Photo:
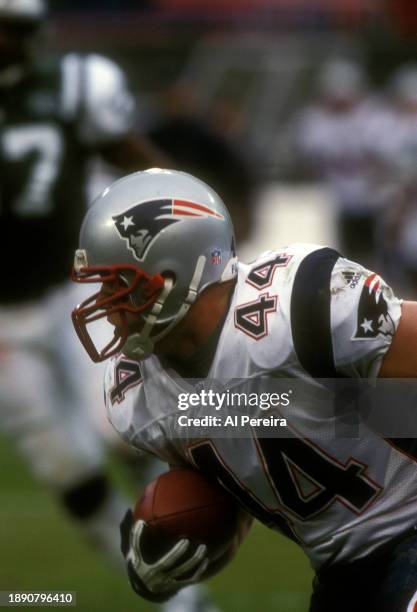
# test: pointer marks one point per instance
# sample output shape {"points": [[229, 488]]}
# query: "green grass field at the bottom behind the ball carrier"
{"points": [[41, 549]]}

----------------

What should appear is an exact copy of the lines from the one with "# sample output" through the end of the entries above, ends included, and no other text.

_Result of this exercise_.
# sample output shape {"points": [[229, 488]]}
# query: "green grass field at the bottom behind the ball carrier"
{"points": [[41, 549]]}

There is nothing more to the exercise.